> Passage provided:
The editing occurs in an RNA stem-loop found in exon 9. The structured loci was identified using a specialised bioinformatics screen of the human genome. The proposed function of the edit is to alter chloride permeability of the GABA receptor.
At the time of discovery, Kv1.1 mRNA was the only previously known mammalian coding site containing both the edit sequence and the editing complementary sequence.
Type
A to I RNA editing is catalyzed by a family of adenosine deaminases acting on RNA (ADARs) that specifically recognize adenosines within double-stranded regions of pre-mRNAs and deaminate them to inosine. Inosines are recognised as guanosine by the cells translational machinery. There are three members of the ADAR family ADARs 1–3, with ADAR1 and ADAR2 being the only enzymatically active members. ADAR3 is thought to have a regulatory role in the brain. ADAR1 and ADAR 2 are widely expressed in tissues, while ADAR3 is restricted to the brain. The double-stranded regions of RNA are formed by base-pairing between residues in the close to region of the editing site, with residues usually in a neighboring intron but can be an exonic sequence. The region that base pairs with the editing region is known as an Editing Complementary Sequence (ECS).

(Point-per-instance localization data)
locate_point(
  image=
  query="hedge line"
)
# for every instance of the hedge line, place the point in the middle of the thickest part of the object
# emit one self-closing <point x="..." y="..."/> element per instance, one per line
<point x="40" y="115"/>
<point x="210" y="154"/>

> Your task: Continue the passage on A-to-I RNA editing, starting right after its last sentence.

> Answer:
Location
The editing site was previously believed to be a single nucleotide polymorphism. The editing site is found at amino acid 5 of transmembrane domain 3 of exon 9. The predicted double-stranded RNA structure is interrupted by three bulges and a mismatch at the editing site. The double-stranded region is 22 base pairs in length. As with editing of the KCNA1 gene product, the editing region and the editing complementary sequence are both found in exonic regions. In the pre=mRNA of GABRA3, both are found within exon 9. The other subunits of the receptor are thought not to be edited, as their predicted secondary structure is less likely to be edited. Also, alpha subunits 1 and 6 have a uridine instead of an adenosine at the site corresponding to the editing site in alpha subunit 3. Point mutation experiments determined that a Cytidine 15 nucleotides from the editing site is the base opposite the edited base. Using a GABRA3 mini-gene that encodes for exon 9 cotransfected to HEK293 cells with either ADAR1 or -2 or none, it was determined that both active ADARs can efficiently edited the site in exon 9.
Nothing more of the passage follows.